Cécile Léna, scénographe, met en espace, en son et en lumière des histoires. Le spectateur est immergé dans un univers infiniment petit le transportant vers un infiniment grand. Cécile questionne la réalité et l'imaginaire, la pérennité et l'éphémère. Elle nous ouvre les portes de son atelier. Cécile Léna, Scénographe à Bordeaux.

Pourrais-tu nous parler de ton métier et de ton univers ?

Je suis scénographe. Ma formation, mon univers, mes créations, mes collaborations, tout converge dans ce sens. Formée à la scénographie de théâtre, mes spectacles miniatures sont du théâtre et je travaille  en permanence avec des gens du spectacle (éclairagistes, capteurs sons, accessoiristes, comédiens… de théâtre).

Cécile Léna, Scénographe à Bordeaux.

Très concrètement, je conçois et je fabrique des maquettes, des architectures "miniatures". Ces maquettes ne sont pas une reproduction du réel. Elles sont une réinterprétation de l'espace dans lequel je viens installer du son et de la lumière. Ceux-ci évoluent au fil de l'histoire contée. J'invite le spectateur à un micro-spectacle. Je l'invite à écouter les souvenirs d'un lieu face à une maquette. Aujourd'hui, il est également convié à rentrer dans un décor grandeur nature où se loge(nt) une ou plusieurs maquette(s). Il entre dans l'histoire, il devient acteur.

Quel sens donnes-tu à tes créations ?

« Mon « terreau », le point de départ de mes créations, ce sont les rêves et la mémoire.»

Entrées d'un jeu d'annotations par points:
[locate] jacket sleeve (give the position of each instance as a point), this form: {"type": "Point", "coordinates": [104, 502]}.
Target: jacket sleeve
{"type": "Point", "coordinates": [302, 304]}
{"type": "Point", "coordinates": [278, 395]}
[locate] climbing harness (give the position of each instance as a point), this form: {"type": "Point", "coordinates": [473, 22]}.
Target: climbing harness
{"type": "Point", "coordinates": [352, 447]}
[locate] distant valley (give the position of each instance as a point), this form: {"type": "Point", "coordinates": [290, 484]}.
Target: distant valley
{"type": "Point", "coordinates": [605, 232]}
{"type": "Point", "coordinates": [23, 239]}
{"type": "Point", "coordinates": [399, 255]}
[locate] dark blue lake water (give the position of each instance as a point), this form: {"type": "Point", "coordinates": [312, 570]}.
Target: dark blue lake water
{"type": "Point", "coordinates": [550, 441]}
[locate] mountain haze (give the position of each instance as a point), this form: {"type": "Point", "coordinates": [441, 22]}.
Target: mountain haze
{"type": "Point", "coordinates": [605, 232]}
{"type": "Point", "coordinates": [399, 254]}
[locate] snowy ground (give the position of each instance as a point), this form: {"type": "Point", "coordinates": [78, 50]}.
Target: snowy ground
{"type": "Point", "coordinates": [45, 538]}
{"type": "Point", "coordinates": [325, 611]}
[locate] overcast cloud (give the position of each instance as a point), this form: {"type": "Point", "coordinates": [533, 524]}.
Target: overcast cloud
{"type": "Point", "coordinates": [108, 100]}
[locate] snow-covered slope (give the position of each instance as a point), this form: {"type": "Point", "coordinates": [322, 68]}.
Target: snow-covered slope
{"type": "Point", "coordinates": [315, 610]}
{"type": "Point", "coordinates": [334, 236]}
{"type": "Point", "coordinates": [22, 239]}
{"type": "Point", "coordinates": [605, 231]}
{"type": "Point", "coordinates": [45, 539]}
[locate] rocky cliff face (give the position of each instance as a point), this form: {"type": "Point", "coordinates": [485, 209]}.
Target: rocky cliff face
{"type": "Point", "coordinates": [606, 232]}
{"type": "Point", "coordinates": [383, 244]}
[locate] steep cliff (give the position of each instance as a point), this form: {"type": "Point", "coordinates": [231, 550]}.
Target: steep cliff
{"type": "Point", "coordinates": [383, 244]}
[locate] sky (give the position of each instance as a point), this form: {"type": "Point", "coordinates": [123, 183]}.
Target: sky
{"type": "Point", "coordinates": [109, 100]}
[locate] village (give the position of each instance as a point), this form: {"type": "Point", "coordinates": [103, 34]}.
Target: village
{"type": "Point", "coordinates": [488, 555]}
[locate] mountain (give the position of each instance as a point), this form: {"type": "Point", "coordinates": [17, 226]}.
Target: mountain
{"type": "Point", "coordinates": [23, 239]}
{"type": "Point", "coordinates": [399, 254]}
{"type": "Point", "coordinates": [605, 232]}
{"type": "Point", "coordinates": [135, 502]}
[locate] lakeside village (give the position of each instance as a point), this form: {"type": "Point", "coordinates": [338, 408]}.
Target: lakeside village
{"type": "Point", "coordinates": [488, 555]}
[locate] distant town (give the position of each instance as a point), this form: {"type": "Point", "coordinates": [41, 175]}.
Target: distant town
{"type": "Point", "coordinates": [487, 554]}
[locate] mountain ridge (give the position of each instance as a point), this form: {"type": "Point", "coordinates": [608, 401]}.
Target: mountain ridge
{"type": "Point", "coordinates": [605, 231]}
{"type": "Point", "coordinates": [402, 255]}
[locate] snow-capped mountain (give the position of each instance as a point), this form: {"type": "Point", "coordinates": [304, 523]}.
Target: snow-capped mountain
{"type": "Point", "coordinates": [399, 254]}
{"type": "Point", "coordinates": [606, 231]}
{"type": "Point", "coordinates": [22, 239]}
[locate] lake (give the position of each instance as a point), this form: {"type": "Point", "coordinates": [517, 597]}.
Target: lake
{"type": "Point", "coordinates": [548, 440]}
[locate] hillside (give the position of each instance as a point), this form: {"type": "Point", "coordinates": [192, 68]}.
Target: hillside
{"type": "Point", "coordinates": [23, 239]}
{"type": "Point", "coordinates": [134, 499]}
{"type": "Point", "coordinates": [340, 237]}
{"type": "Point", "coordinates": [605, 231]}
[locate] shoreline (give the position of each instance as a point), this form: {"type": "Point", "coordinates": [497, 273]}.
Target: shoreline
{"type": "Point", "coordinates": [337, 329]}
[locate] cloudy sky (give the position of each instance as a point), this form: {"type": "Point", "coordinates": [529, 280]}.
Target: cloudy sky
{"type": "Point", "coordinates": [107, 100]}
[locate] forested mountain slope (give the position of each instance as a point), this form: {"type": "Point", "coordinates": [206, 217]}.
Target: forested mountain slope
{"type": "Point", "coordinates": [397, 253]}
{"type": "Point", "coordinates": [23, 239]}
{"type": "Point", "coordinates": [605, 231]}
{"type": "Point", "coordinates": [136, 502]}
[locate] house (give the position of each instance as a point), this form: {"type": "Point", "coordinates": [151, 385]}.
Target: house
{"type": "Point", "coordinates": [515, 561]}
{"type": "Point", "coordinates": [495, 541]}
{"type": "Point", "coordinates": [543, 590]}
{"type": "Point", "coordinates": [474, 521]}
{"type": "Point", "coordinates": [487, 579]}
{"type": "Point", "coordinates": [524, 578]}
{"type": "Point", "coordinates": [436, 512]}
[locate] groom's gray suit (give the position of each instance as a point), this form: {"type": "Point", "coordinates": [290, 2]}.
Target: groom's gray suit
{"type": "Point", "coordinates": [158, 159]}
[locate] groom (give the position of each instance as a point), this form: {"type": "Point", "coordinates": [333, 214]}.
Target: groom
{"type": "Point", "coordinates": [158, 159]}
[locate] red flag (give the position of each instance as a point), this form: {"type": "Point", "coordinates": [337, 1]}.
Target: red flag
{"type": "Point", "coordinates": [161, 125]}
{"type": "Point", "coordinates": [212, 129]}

*Les consignes*:
**A)** D'après l'entretien, quel est le point de départ des créations de Cécile Léna ?
**B)** Recopiez, s'il vous plaît, le passage de l'entretien qui va de « Très concrètement, je » jusqu'à « tes créations ? ».

*Réponses aux exercices*:
**A)** Les rêves et la mémoire.

**B)**
Très concrètement, je conçois et je fabrique des maquettes, des architectures "miniatures". Ces maquettes ne sont pas une reproduction du réel. Elles sont une réinterprétation de l'espace dans lequel je viens installer du son et de la lumière. Ceux-ci évoluent au fil de l'histoire contée. J'invite le spectateur à un micro-spectacle. Je l'invite à écouter les souvenirs d'un lieu face à une maquette. Aujourd'hui, il est également convié à rentrer dans un décor grandeur nature où se loge(nt) une ou plusieurs maquette(s). Il entre dans l'histoire, il devient acteur.

Quel sens donnes-tu à tes créations ?